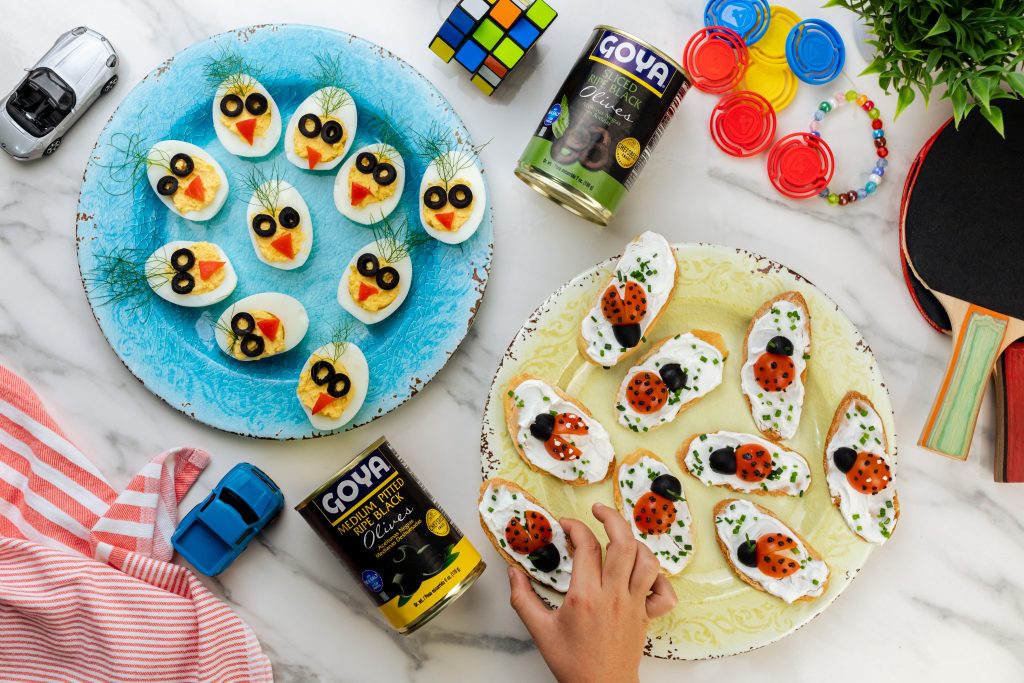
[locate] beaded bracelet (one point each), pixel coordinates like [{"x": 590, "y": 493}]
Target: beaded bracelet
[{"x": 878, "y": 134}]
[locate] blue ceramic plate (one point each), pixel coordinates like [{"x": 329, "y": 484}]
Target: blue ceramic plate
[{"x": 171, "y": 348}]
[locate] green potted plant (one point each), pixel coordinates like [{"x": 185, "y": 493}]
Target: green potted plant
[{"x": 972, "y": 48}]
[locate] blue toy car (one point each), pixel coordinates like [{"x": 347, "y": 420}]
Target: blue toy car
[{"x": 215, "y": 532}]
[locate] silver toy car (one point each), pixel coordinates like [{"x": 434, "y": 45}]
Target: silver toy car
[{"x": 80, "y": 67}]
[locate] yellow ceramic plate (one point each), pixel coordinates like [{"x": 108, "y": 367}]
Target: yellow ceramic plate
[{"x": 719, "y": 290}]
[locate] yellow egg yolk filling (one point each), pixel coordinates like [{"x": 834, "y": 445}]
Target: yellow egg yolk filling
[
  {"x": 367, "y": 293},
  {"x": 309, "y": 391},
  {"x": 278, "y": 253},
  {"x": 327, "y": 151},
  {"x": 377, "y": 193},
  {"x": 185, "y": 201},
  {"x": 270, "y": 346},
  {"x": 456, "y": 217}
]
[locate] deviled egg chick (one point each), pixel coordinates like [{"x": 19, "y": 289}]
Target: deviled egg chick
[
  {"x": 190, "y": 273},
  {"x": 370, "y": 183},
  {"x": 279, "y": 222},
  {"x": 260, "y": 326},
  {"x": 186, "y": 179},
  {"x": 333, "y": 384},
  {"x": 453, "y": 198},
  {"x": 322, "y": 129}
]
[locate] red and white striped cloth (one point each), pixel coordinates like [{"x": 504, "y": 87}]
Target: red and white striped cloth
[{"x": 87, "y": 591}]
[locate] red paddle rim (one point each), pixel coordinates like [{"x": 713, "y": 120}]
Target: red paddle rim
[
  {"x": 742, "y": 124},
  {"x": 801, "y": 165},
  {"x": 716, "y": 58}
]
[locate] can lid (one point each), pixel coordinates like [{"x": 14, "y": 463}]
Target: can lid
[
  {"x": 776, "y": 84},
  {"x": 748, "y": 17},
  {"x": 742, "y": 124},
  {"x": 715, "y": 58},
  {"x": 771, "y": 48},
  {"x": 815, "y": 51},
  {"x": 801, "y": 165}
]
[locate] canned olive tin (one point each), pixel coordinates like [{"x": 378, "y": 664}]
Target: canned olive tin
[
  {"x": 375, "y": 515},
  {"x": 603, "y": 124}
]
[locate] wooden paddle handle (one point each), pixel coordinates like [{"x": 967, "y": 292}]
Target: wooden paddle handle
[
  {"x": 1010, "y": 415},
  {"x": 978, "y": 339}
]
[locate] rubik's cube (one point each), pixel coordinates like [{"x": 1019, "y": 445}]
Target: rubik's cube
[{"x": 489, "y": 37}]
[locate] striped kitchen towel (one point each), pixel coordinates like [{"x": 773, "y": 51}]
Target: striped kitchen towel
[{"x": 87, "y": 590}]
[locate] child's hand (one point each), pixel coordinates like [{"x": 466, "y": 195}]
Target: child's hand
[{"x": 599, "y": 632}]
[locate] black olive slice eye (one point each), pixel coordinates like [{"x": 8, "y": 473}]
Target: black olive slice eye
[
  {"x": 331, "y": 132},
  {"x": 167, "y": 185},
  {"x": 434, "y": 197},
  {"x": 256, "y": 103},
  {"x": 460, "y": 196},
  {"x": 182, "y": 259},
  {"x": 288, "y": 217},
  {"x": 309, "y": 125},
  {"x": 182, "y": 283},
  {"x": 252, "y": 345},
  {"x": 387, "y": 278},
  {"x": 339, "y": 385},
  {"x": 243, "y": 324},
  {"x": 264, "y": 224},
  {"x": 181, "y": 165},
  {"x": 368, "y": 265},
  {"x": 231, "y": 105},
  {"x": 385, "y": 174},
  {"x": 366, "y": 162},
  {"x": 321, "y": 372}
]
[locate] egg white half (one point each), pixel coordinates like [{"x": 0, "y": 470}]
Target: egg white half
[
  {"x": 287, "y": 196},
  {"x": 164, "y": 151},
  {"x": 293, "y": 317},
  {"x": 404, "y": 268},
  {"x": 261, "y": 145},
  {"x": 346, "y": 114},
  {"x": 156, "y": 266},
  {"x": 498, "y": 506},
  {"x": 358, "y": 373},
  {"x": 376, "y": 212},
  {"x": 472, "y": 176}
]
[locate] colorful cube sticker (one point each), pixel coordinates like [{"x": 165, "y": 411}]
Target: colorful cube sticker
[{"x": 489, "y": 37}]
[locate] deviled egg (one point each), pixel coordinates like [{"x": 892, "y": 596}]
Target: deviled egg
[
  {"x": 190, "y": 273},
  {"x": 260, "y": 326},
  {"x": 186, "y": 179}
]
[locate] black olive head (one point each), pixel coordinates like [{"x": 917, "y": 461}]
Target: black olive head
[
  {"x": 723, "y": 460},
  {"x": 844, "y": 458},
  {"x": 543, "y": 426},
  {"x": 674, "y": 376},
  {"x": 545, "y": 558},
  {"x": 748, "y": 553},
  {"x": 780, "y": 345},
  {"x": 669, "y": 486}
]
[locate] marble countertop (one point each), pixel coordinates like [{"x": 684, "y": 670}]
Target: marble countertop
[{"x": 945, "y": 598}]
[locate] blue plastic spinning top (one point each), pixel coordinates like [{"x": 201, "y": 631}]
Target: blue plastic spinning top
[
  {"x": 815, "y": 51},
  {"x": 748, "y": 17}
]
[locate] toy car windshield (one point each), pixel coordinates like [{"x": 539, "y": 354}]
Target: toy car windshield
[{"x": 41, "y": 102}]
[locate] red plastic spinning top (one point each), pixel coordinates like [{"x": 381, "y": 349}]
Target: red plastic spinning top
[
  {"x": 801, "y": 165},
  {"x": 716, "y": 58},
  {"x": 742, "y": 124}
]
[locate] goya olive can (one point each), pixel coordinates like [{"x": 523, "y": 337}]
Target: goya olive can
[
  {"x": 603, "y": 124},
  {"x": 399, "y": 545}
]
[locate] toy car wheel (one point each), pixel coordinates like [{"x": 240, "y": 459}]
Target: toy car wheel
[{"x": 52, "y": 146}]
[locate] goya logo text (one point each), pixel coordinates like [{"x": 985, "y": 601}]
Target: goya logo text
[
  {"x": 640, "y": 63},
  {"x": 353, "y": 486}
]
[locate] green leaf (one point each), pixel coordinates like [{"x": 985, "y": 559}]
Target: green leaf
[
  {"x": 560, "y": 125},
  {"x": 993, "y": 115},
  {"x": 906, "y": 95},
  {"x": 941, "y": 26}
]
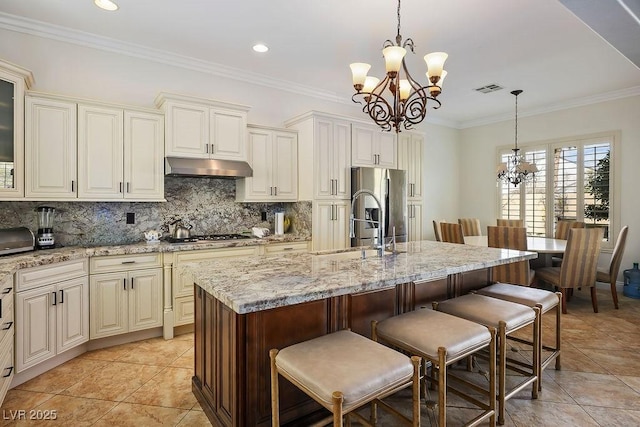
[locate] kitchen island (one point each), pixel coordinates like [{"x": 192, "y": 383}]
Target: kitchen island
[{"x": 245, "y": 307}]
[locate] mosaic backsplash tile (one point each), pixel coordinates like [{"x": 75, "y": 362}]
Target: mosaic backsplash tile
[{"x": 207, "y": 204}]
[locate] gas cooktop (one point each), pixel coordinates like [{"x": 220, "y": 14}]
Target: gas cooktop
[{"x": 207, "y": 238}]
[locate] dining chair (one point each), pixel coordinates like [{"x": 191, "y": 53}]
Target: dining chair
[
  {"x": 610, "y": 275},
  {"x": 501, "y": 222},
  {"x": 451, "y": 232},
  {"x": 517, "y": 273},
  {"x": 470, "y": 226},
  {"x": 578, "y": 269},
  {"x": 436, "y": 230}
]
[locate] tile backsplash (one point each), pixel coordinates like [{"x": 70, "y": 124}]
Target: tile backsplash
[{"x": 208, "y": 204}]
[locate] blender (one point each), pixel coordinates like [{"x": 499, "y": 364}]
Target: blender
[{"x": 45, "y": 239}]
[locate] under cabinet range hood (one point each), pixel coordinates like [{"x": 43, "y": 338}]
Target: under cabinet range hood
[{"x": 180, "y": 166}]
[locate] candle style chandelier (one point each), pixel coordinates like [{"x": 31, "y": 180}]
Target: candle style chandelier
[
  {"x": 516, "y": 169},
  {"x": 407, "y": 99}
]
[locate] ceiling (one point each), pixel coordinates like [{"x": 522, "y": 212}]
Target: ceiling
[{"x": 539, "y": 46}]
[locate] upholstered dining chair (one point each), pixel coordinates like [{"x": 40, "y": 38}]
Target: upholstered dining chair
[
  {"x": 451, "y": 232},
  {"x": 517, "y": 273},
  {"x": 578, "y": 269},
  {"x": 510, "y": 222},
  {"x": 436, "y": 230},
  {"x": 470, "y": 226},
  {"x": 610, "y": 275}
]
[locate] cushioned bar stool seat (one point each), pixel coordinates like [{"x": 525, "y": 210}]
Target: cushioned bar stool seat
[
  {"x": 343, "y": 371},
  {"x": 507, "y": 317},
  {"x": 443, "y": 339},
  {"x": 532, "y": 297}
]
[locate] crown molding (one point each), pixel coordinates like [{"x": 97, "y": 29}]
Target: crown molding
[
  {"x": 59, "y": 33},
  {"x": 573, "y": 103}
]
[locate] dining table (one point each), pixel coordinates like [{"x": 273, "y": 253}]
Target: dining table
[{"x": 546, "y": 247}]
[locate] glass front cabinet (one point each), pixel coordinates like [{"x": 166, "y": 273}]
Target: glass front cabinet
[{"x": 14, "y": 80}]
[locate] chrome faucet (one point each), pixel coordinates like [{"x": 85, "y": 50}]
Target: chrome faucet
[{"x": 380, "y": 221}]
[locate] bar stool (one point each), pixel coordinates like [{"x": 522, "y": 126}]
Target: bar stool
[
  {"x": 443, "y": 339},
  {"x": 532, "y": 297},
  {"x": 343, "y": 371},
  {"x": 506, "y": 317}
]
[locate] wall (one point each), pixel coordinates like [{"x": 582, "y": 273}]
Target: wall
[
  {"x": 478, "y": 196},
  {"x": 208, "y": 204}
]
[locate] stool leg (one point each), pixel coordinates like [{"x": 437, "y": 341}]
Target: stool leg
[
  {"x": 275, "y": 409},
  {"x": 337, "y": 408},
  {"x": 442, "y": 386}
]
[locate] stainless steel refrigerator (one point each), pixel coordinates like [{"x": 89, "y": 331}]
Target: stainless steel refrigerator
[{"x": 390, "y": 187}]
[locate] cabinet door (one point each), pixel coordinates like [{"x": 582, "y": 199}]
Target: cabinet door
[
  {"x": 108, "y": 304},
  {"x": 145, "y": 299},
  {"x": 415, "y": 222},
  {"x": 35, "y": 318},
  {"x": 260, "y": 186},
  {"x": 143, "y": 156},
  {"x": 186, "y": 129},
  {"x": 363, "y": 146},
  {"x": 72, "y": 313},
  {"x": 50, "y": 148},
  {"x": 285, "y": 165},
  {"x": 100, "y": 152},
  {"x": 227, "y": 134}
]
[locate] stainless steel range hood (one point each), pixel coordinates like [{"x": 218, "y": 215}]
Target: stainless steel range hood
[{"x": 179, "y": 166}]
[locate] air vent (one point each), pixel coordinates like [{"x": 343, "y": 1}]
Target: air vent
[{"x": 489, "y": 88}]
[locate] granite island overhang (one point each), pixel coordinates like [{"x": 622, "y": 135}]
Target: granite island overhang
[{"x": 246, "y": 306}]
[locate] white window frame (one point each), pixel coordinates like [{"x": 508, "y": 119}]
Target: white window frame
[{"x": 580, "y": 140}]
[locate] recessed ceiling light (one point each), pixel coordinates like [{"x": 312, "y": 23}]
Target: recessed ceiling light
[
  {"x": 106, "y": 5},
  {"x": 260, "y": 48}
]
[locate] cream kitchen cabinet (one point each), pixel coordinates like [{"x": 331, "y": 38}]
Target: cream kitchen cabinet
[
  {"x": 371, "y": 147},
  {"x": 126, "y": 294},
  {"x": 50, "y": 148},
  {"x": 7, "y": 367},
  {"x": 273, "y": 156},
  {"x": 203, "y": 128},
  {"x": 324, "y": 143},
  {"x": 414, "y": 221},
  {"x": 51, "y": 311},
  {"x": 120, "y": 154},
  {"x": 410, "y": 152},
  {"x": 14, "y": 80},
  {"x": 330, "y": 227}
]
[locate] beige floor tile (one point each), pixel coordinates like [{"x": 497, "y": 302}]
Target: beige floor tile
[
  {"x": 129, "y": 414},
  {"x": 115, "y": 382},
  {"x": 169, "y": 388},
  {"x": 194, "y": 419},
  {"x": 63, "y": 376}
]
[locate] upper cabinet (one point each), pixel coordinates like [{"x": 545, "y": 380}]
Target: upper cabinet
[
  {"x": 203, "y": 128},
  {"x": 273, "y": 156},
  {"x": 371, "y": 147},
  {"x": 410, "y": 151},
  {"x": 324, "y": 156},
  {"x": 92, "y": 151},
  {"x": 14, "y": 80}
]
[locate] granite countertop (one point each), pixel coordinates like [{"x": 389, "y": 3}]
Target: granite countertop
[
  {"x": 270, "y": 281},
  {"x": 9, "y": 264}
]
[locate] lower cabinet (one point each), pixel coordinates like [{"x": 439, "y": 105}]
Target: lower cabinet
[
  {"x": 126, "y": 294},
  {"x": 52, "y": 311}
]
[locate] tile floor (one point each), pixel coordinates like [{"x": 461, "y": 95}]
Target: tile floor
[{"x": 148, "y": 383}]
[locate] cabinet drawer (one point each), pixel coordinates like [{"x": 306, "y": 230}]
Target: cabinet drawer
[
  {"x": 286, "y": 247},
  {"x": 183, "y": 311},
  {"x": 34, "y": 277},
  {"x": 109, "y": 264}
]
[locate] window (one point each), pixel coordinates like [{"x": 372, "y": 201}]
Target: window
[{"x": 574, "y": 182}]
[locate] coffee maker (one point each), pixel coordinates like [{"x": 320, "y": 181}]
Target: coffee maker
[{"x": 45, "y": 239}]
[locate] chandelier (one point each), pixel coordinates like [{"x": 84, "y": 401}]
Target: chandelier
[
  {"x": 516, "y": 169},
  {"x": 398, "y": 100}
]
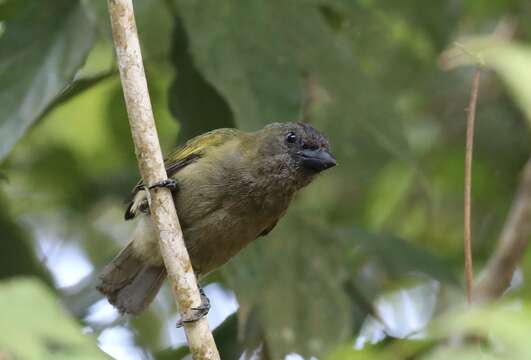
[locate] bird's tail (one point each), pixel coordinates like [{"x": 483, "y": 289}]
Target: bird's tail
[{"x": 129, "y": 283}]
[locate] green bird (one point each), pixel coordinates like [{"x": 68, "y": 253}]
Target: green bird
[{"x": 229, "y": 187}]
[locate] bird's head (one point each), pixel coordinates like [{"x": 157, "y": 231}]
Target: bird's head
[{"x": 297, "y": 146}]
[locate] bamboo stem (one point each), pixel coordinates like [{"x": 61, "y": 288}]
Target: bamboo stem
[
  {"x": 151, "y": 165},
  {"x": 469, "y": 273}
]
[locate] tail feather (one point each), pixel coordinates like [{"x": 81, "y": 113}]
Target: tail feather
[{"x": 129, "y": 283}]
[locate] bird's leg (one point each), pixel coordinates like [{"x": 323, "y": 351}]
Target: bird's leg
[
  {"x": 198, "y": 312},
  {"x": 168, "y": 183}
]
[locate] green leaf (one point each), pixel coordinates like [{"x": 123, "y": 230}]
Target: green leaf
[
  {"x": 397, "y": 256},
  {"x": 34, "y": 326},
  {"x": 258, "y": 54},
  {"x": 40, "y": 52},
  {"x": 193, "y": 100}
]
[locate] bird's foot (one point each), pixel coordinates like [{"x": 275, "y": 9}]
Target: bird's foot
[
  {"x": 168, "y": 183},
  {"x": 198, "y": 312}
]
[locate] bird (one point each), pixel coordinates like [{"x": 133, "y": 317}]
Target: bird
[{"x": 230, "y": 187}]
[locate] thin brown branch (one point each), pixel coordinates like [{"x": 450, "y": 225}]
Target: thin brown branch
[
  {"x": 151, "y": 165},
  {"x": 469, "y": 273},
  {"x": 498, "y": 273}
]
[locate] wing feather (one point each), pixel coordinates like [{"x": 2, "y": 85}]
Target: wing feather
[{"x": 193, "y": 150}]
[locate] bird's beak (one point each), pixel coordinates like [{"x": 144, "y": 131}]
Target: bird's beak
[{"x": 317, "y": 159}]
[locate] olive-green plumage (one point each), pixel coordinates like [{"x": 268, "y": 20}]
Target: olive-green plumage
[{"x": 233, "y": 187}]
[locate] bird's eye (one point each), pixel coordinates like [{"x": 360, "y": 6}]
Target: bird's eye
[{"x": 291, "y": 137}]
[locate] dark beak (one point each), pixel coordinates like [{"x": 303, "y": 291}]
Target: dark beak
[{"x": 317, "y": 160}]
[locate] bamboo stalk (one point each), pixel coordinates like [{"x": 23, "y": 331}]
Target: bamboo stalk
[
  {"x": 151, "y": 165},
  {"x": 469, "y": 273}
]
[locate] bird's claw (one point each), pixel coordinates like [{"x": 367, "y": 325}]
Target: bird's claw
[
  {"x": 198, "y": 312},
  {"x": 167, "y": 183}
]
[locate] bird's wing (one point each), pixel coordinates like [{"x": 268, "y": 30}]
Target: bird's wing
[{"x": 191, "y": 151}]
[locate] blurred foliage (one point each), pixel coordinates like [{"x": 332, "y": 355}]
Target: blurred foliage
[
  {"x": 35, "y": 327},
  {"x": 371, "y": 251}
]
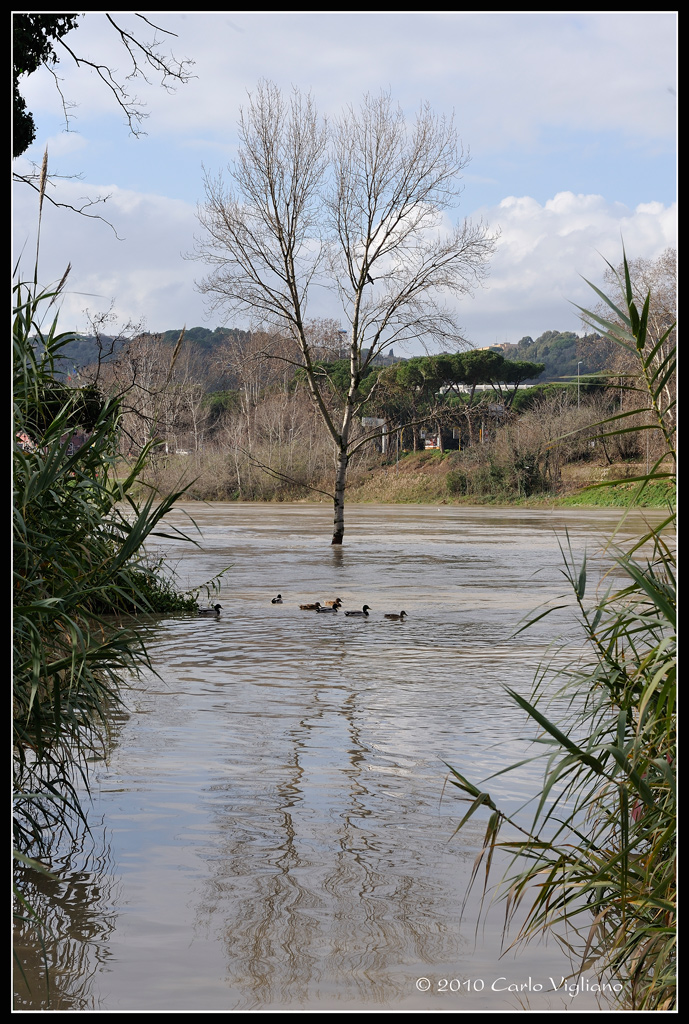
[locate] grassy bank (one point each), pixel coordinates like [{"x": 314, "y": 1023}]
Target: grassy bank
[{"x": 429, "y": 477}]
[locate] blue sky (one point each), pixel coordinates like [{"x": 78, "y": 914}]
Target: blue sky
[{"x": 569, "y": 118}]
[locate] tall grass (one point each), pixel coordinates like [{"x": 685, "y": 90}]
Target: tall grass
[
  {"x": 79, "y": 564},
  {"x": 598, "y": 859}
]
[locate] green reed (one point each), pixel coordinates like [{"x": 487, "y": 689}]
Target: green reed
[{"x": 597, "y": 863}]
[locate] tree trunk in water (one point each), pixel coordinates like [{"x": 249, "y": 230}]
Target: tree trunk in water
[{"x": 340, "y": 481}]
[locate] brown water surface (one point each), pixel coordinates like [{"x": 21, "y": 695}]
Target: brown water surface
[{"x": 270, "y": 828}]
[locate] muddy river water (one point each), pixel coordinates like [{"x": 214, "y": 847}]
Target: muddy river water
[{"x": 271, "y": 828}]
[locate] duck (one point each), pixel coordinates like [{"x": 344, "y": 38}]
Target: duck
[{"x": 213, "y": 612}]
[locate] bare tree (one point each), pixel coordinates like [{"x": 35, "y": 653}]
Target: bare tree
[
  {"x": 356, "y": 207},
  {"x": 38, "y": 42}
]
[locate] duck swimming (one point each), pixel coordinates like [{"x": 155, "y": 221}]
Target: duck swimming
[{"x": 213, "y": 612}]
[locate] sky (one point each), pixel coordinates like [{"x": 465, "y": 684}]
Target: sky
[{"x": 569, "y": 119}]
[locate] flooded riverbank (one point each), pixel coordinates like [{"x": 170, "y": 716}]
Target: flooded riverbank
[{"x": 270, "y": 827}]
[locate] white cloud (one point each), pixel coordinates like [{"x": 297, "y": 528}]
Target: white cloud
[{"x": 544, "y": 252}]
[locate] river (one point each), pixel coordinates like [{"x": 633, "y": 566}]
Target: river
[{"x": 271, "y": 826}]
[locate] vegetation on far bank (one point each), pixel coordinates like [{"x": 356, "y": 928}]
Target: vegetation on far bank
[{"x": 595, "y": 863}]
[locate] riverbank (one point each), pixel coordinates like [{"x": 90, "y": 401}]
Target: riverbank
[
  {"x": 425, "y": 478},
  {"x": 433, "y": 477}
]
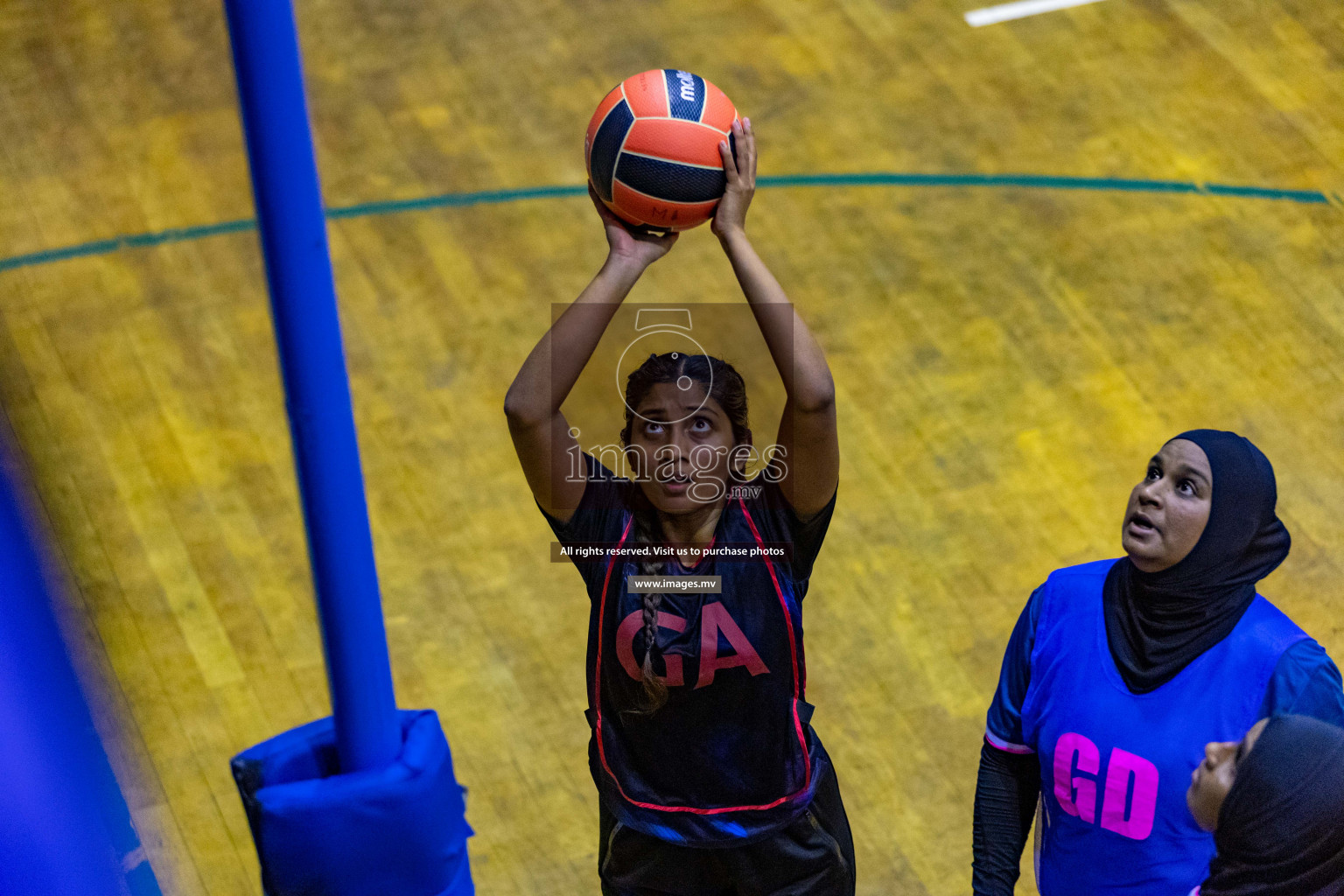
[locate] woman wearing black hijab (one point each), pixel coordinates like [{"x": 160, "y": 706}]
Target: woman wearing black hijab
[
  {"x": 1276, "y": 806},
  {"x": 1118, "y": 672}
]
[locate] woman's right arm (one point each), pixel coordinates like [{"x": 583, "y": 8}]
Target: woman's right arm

──────────

• Task statement:
Starting at the line above that holds "Target: marble countertop" and ending at the line that holds "[locate] toy car windshield", transcribe each line exactly and include no other lines.

• Written reply:
Target: marble countertop
[{"x": 945, "y": 598}]
[locate] blue plastic spinning top (one point each), pixel coordinates like [{"x": 201, "y": 631}]
Target: blue plastic spinning top
[
  {"x": 815, "y": 51},
  {"x": 748, "y": 17}
]
[locate] toy car windshield (one point each), pixel coordinates like [{"x": 539, "y": 354}]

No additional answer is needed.